Record excerpts
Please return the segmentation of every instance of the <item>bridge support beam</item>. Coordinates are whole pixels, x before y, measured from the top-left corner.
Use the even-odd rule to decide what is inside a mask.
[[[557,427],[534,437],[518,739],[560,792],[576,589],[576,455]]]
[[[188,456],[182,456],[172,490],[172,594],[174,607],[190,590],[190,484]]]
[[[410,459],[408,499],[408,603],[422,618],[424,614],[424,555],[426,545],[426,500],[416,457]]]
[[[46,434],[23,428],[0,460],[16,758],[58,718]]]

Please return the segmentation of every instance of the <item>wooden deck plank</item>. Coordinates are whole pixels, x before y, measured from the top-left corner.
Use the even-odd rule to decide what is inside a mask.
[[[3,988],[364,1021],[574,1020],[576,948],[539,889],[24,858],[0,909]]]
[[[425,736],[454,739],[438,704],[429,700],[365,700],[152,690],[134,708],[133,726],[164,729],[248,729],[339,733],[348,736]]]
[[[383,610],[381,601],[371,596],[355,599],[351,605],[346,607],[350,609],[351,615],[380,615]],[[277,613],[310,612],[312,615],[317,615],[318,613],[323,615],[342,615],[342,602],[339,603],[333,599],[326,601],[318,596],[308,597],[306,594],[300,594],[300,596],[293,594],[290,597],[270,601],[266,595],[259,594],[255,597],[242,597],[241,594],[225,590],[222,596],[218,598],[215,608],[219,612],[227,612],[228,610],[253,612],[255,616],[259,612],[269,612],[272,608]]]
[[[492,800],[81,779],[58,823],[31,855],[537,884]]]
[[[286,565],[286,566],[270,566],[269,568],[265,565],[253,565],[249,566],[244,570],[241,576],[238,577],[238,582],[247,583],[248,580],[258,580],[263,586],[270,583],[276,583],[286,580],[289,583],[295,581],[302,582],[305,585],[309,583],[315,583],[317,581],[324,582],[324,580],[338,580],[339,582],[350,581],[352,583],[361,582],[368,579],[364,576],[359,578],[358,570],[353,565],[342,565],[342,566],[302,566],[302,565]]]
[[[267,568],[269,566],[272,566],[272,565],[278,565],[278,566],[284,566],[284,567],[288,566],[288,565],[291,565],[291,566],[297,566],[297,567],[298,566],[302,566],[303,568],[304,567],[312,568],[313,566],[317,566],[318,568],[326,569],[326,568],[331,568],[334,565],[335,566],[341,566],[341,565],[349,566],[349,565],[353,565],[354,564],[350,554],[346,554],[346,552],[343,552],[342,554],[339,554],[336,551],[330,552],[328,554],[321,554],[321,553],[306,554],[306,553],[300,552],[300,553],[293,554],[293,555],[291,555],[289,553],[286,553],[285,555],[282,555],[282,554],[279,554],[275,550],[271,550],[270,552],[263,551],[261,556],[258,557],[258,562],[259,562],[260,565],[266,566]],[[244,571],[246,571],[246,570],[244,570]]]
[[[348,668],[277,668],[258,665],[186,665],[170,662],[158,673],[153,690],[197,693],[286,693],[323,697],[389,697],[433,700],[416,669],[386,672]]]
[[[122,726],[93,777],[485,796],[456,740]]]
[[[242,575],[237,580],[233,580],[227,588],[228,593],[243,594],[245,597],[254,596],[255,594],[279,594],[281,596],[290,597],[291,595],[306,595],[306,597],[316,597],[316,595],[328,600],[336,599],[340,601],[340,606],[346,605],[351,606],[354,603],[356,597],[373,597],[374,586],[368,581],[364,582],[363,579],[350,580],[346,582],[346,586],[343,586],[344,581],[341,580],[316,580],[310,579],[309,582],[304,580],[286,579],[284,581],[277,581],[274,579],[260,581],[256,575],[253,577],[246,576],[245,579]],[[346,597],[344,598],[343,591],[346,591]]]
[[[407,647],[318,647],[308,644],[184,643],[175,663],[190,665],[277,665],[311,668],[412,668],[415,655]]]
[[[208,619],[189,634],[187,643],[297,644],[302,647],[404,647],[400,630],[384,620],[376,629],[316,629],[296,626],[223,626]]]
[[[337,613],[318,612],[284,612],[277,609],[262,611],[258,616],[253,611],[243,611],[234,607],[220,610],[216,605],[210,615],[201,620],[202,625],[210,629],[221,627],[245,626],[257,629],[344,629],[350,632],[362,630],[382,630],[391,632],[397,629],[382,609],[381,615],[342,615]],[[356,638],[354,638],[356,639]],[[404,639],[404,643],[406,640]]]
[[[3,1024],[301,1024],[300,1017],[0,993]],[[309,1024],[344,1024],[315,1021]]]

Task to carry out
Take the lines from the first line of the listing to the line containing "of the <item>wooden". Please print them exactly, ends included, with nothing else.

Output for this exercise
Please return the segmentation of every instance of the <item>bridge support beam</item>. Coordinates are whole pixels, x before y, measured from the top-left corner.
Use the even-odd rule to decide what is inside a mask.
[[[557,427],[534,437],[518,739],[560,792],[576,589],[576,455]]]
[[[188,456],[182,456],[172,490],[172,594],[174,607],[190,590],[190,484]]]
[[[410,459],[408,499],[408,603],[422,618],[424,614],[424,555],[426,545],[426,500],[416,457]]]
[[[46,434],[23,428],[0,460],[16,758],[58,718]]]

Please return the segmentation of every instance of the <item>wooden deck plank</item>. Coordinates are whole pixels, x before y, measured from the top-left corner.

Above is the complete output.